Work order:
The line containing "# test: pointer drops one pin on the pen" marks the end: output every line of the data up to it, and that line too, exactly as written.

Start of Dataset records

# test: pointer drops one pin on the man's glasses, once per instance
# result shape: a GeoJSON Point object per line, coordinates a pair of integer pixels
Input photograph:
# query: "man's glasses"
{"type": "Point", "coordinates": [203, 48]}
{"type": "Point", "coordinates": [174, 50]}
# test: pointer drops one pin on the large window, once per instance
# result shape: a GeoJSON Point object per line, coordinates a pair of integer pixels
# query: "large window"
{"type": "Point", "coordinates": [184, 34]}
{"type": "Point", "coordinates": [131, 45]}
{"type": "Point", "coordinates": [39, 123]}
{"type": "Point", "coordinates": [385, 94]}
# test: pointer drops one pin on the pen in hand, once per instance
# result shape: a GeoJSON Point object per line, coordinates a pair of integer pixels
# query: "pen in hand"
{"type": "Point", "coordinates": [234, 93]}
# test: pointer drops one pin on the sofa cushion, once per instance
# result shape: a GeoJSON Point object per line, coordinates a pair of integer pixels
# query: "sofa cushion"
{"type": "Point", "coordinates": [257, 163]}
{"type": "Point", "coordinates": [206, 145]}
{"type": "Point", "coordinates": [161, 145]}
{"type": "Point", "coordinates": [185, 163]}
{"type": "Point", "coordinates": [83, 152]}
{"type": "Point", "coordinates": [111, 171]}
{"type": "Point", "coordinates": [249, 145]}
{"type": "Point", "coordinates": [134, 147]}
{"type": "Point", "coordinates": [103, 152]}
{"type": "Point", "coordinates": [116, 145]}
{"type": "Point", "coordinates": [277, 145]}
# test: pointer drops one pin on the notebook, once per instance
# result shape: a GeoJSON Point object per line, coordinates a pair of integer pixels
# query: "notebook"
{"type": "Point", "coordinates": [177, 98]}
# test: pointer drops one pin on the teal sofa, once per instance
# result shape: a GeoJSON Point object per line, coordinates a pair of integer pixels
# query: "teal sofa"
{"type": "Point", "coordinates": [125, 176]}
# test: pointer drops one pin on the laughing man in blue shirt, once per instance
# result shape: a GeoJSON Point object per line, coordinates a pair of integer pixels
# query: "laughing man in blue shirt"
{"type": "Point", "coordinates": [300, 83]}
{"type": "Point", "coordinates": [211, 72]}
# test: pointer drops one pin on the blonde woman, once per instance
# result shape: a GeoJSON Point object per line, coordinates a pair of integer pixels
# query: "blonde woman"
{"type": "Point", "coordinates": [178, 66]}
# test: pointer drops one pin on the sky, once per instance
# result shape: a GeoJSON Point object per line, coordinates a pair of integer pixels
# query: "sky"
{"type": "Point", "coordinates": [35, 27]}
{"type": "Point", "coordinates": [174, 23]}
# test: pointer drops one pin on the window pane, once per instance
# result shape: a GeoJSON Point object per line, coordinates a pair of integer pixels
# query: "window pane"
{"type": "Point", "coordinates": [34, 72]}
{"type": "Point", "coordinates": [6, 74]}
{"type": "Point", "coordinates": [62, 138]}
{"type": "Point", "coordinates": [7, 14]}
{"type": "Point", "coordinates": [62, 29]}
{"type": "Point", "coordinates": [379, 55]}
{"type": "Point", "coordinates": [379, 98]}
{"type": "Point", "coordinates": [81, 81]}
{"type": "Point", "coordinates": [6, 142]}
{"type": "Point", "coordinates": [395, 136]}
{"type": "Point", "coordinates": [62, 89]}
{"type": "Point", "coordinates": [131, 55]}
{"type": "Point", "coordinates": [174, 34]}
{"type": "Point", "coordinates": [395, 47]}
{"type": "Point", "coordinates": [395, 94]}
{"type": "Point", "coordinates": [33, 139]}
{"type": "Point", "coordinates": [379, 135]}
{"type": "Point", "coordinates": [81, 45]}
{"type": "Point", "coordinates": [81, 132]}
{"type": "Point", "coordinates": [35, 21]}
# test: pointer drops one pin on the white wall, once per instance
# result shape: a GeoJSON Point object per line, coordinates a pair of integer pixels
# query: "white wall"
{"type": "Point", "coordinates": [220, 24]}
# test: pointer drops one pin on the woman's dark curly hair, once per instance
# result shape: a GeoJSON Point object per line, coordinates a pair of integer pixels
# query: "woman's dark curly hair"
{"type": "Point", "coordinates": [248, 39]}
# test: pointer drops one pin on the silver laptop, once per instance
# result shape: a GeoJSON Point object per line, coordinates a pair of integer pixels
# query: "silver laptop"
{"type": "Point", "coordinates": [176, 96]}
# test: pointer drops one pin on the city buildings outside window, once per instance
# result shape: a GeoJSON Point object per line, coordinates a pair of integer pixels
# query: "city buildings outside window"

End of Dataset records

Your solution:
# test: pointer drops one pin on the man's glasses, once per instance
# result shape: a GeoJSON Point object per line, coordinates a pair of integer pixels
Input photograph:
# query: "man's glasses"
{"type": "Point", "coordinates": [203, 48]}
{"type": "Point", "coordinates": [174, 50]}
# test: pointer drops one pin on the large window, once per instance
# result shape: a GeoJSON Point object per line, coordinates a pair of integer pixels
# query: "large window"
{"type": "Point", "coordinates": [184, 34]}
{"type": "Point", "coordinates": [131, 45]}
{"type": "Point", "coordinates": [39, 123]}
{"type": "Point", "coordinates": [385, 94]}
# test: pointer drops one pin on the pen in hand, once per instance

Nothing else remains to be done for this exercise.